Passage –
(begin)

¶ … California Progressivism
From past to present, California has long prided itself on being a state open to social changes, great and small. After the turn of the 20th century, the political influene of the Progressive movement finally made itself felt in the state legislature when Hiram Johnson and other California progressives came to power after the election of 1910. The reforms that occurred after the progressives gained control of both bodies of the state's legislature changed California economically, socially, and politically in ways that still have an impact upon state politics today. ("Progressives in Power," the California Historical Society, 2004)
Progressivism was a movement that was largely concentrated in the urban locations of the United States. It was spawned in part by the outrage felt by many Americans at the horrific abuses caused by industrialism. America, particularly the California frontier, was thought to be a bastion of individualism, not the province of wealthy industrialists. As the rich grew richer, and profited more off the back-breaking sweat and labor of a largely economically disenfranchised workers, these impoverished individuals strove to make their discontent felt in the only way they knew how -- through political mobilization and the ballot box.
The first major reform of the progressive California state government was to reform the railroad system, which was then a corrupt institution (famously depicted in the thinly fictionalized novel of muckraker Upton Sinclair called the Octopus). After the progressives came to power, the California state legislature gave the state railroad commission the power to control railroad rates. The people of the state were no longer at the mercy of the behemoth railroad cartels. Also, the California legislature created new commissions that could regulate the rates charged by the other public utility companies, to enable all persons within the state to be charged a fair and affordable rate. ("Progressives in Power," the California Historical Society, 2004)

(end)

Stated problem 1 –
Which lines of the listing below contain the word "balcony"? Filter them out and copy each one in full, treating case as significant.

Record set –

(begin)

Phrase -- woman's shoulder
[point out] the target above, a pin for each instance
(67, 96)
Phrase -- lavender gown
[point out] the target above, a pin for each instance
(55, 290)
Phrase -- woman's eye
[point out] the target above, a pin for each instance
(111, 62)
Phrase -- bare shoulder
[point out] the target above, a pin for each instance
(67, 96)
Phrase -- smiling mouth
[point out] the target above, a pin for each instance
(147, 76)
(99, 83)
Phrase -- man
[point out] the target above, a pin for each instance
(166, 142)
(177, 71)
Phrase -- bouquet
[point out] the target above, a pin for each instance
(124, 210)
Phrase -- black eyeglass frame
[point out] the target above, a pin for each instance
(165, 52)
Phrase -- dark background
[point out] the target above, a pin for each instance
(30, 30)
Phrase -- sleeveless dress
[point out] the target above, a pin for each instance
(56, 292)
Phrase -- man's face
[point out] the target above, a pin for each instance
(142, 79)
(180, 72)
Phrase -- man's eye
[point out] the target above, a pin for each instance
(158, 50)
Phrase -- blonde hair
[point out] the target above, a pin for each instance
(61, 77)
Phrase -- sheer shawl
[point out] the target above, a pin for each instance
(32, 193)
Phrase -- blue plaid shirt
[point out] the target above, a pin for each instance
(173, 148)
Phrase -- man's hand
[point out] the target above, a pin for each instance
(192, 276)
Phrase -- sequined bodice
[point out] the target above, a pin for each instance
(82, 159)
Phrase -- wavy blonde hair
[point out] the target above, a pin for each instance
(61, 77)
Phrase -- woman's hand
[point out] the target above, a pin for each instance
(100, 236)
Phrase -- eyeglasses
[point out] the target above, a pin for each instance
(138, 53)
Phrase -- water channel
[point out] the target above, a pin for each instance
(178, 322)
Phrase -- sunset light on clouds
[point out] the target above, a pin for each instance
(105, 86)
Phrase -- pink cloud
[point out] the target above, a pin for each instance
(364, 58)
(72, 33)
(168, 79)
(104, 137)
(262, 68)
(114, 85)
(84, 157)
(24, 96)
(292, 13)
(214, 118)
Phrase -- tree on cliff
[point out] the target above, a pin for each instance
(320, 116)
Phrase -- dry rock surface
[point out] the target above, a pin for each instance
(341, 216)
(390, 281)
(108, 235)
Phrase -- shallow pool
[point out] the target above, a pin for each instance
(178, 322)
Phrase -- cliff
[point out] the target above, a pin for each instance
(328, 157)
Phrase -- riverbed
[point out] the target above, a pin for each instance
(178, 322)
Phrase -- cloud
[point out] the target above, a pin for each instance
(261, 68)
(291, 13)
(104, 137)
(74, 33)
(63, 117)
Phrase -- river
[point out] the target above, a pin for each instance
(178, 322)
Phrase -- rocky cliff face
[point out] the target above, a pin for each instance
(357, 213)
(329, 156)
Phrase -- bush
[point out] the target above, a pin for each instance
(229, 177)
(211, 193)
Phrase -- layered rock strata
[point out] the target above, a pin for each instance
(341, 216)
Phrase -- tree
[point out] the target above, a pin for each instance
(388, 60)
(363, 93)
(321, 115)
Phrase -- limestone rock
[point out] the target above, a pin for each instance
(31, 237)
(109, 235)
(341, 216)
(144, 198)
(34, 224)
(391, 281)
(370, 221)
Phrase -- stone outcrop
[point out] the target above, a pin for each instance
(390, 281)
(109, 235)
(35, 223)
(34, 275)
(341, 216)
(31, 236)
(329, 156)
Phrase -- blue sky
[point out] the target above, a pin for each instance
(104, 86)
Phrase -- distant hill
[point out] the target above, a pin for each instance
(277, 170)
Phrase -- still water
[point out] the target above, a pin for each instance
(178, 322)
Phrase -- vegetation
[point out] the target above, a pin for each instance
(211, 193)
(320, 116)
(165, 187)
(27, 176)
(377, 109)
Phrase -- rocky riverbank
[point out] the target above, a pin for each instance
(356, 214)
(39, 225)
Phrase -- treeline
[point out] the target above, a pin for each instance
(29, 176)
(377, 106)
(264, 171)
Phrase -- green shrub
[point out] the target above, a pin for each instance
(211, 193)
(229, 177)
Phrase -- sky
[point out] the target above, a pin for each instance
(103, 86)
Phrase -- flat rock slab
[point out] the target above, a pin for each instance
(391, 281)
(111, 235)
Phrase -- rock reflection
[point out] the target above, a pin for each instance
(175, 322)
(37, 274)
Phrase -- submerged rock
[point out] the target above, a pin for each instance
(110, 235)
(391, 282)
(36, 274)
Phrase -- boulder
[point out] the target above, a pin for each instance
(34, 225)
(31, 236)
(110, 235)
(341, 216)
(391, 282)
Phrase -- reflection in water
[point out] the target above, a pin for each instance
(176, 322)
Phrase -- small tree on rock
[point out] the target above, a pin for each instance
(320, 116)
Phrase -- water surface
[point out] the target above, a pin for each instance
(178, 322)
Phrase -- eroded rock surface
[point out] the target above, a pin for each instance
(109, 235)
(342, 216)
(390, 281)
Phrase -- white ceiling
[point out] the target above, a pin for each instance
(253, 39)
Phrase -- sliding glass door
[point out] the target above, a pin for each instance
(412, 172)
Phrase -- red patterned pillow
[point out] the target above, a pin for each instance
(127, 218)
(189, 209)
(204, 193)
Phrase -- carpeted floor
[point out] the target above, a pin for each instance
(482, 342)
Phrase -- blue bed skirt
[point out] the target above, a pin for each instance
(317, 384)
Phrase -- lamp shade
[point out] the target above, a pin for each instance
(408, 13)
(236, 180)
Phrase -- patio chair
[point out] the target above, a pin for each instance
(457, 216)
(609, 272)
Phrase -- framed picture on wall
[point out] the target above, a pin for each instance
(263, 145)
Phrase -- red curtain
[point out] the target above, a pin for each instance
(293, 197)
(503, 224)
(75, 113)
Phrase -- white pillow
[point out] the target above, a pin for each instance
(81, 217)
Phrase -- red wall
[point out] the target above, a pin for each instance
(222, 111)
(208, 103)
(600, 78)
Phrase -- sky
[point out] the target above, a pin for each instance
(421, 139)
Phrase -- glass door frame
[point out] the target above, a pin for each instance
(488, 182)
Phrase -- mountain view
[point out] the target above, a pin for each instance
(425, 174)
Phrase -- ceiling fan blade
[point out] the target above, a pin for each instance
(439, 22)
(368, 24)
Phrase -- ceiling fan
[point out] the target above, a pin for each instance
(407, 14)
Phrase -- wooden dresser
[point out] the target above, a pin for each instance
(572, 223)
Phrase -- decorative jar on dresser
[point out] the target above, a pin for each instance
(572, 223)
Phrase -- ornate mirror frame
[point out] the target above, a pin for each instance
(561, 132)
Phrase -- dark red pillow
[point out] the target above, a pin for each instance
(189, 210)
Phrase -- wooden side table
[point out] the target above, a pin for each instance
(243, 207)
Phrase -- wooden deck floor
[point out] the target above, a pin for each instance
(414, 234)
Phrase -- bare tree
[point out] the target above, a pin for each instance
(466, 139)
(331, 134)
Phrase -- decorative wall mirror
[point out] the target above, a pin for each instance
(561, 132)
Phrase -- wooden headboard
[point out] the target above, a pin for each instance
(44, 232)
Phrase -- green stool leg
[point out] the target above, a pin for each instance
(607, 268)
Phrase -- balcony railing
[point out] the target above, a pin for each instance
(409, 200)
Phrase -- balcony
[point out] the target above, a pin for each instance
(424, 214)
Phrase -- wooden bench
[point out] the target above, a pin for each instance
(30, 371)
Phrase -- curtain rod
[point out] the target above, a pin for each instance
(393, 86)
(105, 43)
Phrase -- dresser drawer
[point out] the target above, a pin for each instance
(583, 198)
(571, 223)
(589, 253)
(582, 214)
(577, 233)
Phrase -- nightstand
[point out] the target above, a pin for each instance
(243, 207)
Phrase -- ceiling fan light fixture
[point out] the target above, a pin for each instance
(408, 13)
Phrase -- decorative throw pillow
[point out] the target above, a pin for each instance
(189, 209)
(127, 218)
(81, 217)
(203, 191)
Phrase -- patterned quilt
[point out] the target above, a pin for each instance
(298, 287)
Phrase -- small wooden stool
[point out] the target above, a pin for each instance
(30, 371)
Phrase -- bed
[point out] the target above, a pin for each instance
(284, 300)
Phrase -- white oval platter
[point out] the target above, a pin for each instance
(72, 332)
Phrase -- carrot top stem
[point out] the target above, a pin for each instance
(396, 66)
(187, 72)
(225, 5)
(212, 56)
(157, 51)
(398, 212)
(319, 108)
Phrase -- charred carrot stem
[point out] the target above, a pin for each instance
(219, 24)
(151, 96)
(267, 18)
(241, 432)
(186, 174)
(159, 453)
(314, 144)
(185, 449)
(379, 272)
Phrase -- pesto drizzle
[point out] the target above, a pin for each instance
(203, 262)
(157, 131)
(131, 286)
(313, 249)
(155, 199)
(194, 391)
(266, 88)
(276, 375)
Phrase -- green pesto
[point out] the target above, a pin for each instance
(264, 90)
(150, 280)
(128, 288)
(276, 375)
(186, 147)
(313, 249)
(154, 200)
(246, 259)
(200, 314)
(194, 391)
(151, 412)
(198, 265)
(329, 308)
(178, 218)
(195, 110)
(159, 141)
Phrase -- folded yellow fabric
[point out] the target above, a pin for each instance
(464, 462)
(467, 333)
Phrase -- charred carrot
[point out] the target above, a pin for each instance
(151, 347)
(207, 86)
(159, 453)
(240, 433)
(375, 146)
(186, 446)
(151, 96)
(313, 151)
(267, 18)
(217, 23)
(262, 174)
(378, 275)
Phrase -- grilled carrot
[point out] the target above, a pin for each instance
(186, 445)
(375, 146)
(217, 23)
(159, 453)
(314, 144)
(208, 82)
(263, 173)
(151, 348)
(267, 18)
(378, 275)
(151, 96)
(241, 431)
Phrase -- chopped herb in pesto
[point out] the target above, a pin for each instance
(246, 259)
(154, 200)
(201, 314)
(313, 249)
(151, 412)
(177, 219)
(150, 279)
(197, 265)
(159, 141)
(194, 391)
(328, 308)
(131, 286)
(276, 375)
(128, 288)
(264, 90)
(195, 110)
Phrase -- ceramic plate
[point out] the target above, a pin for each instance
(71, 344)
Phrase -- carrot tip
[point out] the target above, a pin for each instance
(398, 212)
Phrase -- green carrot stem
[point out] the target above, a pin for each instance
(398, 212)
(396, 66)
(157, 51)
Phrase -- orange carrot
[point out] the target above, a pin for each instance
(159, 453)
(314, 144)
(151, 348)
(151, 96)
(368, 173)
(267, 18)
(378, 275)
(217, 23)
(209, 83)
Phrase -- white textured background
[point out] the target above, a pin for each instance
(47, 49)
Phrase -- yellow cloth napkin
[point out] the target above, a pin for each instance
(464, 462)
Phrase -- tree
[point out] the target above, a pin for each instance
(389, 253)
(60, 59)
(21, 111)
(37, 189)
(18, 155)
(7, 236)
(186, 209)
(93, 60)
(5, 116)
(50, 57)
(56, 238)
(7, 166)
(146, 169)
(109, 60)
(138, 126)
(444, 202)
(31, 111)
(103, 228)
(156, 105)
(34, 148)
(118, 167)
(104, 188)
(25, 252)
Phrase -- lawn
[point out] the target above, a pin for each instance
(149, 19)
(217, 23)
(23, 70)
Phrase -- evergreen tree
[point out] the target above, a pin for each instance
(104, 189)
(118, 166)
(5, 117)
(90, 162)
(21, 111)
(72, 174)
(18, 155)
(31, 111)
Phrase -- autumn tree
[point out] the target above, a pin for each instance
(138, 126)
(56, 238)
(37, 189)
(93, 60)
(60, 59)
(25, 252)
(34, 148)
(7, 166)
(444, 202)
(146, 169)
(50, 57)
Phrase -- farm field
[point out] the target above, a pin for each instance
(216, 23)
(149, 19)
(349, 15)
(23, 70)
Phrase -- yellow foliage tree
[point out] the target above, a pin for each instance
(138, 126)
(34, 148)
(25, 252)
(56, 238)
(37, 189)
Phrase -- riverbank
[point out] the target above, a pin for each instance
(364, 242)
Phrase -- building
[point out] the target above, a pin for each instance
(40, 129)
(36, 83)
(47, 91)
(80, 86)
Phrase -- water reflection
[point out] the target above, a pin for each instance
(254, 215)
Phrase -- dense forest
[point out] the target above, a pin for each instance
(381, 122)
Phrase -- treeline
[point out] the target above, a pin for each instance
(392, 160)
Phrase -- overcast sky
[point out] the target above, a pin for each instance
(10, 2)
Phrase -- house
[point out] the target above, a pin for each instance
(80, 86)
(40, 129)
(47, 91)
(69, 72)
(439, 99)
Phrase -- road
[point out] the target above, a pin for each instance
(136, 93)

(end)

Stated problem 2 –
Does the California Progressivism passage above agree with each of these statements? Answer yes or no for each and quote the deciding words of the passage.
(a) Progressivism was concentrated largely in the rural parts of the United States.
(b) After the progressives came to power, the state railroad commission received the power to control railroad rates.
(c) Hiram Johnson and other California progressives came to power after the election of 1910.

Written answer 1 –
Phrase -- balcony railing
Phrase -- balcony

Written answer 2 –
(a) No: "Progressivism was a movement that was largely concentrated in the urban locations of the United States."
(b) Yes: "the California state legislature gave the state railroad commission the power to control railroad rates."
(c) Yes: "when Hiram Johnson and other California progressives came to power after the election of 1910."